Work to do
Update the data starting at the line that contains "of the **spider**" and ending at the end of the data, replacing "fill-rule evenodd" with "fill-rule nonzero" and keeping everything else the same. Return only those lines.

Exercise data
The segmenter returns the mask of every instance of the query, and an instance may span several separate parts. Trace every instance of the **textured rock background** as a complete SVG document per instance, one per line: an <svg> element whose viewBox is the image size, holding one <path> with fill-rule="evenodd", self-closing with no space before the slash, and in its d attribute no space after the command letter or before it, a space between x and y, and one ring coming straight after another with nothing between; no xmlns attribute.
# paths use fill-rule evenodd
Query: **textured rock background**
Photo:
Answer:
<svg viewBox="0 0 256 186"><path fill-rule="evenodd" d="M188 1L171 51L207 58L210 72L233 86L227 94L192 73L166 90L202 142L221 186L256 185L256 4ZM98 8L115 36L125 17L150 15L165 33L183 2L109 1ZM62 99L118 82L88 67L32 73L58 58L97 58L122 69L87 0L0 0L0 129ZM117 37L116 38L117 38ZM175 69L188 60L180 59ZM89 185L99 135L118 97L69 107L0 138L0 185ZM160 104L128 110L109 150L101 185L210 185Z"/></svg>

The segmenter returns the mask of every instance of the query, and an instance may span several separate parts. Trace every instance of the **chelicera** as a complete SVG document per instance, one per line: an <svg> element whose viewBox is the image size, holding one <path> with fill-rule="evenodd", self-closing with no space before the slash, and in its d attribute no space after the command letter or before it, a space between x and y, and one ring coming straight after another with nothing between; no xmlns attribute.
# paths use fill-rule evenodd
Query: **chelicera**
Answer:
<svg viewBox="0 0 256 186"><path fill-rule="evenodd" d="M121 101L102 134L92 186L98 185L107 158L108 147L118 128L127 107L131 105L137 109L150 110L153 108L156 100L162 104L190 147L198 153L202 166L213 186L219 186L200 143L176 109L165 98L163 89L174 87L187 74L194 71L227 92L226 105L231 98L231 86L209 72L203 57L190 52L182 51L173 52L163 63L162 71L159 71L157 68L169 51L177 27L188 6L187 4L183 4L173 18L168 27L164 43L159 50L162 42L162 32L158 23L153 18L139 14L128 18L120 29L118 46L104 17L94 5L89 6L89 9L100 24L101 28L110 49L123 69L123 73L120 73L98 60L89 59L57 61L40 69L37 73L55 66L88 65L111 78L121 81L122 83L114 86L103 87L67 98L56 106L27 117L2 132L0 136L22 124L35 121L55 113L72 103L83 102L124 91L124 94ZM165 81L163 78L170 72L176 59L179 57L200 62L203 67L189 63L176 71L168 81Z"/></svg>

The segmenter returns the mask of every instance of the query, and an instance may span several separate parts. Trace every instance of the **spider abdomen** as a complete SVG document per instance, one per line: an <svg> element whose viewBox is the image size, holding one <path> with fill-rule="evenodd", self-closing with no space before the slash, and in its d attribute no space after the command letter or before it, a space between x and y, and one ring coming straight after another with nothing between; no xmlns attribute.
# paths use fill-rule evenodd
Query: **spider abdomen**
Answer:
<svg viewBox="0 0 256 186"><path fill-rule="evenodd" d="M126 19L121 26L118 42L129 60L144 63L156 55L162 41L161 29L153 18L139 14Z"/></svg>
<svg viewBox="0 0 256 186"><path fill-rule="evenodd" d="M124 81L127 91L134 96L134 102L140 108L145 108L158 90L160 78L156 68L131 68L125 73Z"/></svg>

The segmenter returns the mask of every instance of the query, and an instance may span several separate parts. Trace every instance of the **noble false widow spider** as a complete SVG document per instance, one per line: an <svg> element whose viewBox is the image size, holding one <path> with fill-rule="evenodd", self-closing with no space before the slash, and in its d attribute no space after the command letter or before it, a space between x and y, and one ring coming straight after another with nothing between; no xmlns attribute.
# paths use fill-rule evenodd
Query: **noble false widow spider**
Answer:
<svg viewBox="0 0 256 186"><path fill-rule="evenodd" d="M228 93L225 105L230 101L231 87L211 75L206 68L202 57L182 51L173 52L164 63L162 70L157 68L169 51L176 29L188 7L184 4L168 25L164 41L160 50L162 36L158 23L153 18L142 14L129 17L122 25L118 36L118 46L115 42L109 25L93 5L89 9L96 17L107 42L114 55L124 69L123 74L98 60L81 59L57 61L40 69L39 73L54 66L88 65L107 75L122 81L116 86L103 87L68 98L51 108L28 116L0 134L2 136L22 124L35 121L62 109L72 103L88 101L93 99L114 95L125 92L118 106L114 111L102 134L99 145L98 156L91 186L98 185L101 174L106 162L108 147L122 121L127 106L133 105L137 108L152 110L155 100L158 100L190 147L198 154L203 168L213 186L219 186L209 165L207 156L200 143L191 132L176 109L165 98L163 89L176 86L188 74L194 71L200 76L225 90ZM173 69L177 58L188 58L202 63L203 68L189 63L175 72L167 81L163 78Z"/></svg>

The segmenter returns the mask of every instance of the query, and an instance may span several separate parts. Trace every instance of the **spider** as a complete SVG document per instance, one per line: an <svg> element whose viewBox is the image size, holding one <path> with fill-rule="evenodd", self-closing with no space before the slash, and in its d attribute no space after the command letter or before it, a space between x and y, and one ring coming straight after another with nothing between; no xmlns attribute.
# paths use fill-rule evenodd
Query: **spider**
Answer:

Exercise result
The segmenter returns the mask of every instance of the query, and an instance may span several separate parts. Trace every instance of the **spider** as a complete SVG document per instance, one per line: an <svg> element whose viewBox is the image size, holding one <path> with fill-rule="evenodd", self-closing with no space before the slash, and in its d attribute no space after the command letter or before it, a space between x and y, and one ring coming straight after another with nothing between; no xmlns attribute.
# paths use fill-rule nonzero
Query: **spider**
Answer:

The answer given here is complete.